## READING PASSAGE
<<<<

On June 8, 2010, Aguilera performed "Bionic" as the introduction to "Not Myself Tonight" on The Today Show, along with "Beautiful", "Fighter" and "You Lost Me". Selected as the opener of the show, she performed in her "hinestone tights" and "red hot pants". Following the highly criticized performance at the 2010 MTV Movie Awards, Aguilera's performance at The Today Show was well received by most critics. James Dinh for MTV News named it "aggressive", while Erika Brooks Adickman for Idolator called the performance a "hot-mess show wardrobe". Simon Vozick-Levinson for Entertainment Weekly, however was mixed towards the "Bionic" and "Not Myself Tonight" part. He wrote that the two songs aren't "memorable", yet praising her vocals: "definitely better voice than she was". Aguilera also appeared on music television series VH1 Storytellers and sang "Bionic" and "Not Myself Tonight", with "Beautiful" as the follow-up. The singer's performances during the show were later aired on June 13, 2010.

>>>>

## DATA RECORDS

<<<<

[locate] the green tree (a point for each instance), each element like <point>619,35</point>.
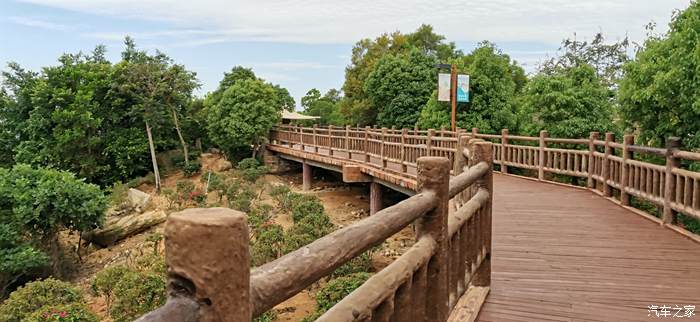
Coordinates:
<point>154,89</point>
<point>34,205</point>
<point>326,106</point>
<point>568,102</point>
<point>356,106</point>
<point>243,116</point>
<point>399,87</point>
<point>660,93</point>
<point>495,83</point>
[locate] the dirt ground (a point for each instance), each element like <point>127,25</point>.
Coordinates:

>>>>

## AIM OF THE TASK
Copy out the full passage above on Aguilera's 2010 television performances of "Bionic," word for word.

## EXERCISE ANSWER
On June 8, 2010, Aguilera performed "Bionic" as the introduction to "Not Myself Tonight" on The Today Show, along with "Beautiful", "Fighter" and "You Lost Me". Selected as the opener of the show, she performed in her "hinestone tights" and "red hot pants". Following the highly criticized performance at the 2010 MTV Movie Awards, Aguilera's performance at The Today Show was well received by most critics. James Dinh for MTV News named it "aggressive", while Erika Brooks Adickman for Idolator called the performance a "hot-mess show wardrobe". Simon Vozick-Levinson for Entertainment Weekly, however was mixed towards the "Bionic" and "Not Myself Tonight" part. He wrote that the two songs aren't "memorable", yet praising her vocals: "definitely better voice than she was". Aguilera also appeared on music television series VH1 Storytellers and sang "Bionic" and "Not Myself Tonight", with "Beautiful" as the follow-up. The singer's performances during the show were later aired on June 13, 2010.